— Task objective —
Given the material below, output exactly the lines from the line with "Target: adult standing on grass" to the line with "of the person", both ends included, and no other lines.

— Information given —
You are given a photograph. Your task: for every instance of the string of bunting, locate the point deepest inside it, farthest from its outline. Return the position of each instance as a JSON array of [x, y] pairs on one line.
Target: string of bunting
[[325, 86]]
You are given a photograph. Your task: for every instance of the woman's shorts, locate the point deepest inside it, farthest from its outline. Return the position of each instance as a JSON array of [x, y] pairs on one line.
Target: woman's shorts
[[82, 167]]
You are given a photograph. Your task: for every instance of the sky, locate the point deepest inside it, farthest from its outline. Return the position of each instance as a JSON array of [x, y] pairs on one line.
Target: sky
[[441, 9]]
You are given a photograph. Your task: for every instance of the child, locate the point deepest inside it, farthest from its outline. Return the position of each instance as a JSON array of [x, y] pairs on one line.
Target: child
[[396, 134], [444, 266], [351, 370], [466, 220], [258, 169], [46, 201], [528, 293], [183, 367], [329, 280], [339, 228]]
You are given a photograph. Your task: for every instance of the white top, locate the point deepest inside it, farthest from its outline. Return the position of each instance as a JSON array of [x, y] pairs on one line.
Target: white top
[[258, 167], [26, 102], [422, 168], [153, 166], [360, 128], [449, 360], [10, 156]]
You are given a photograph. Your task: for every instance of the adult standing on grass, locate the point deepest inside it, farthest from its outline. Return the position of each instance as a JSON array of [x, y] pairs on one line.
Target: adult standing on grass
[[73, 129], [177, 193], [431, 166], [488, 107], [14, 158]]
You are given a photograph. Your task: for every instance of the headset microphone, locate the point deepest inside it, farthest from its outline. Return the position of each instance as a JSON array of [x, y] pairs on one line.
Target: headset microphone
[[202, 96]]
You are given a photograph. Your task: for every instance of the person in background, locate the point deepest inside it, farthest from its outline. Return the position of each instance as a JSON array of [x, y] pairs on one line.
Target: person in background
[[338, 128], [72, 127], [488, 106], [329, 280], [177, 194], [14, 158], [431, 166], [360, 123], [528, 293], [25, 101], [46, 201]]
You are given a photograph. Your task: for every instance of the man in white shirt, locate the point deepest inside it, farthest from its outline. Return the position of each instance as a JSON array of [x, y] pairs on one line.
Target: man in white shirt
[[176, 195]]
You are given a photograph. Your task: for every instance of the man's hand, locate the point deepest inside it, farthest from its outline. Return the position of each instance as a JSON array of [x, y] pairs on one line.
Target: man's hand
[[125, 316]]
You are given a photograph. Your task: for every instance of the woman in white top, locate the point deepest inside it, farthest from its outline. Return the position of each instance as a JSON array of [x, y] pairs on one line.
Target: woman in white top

— Solution to this problem —
Target: adult standing on grass
[[73, 129], [177, 193], [431, 166], [488, 107], [14, 158]]
You are given a photograph. Your task: for every instance of the headset microphone, locate the point deepest inside it, farthest from its outline. Return the position of each instance as a JSON array of [x, y] pairs on one line.
Target: headset microphone
[[202, 96]]
You are given a photograph. Your task: for every instance of the person in background, locate the point deepest inside it, farthest from its outline. Return the position of each instance as a JSON array of [x, y] pairs on one line.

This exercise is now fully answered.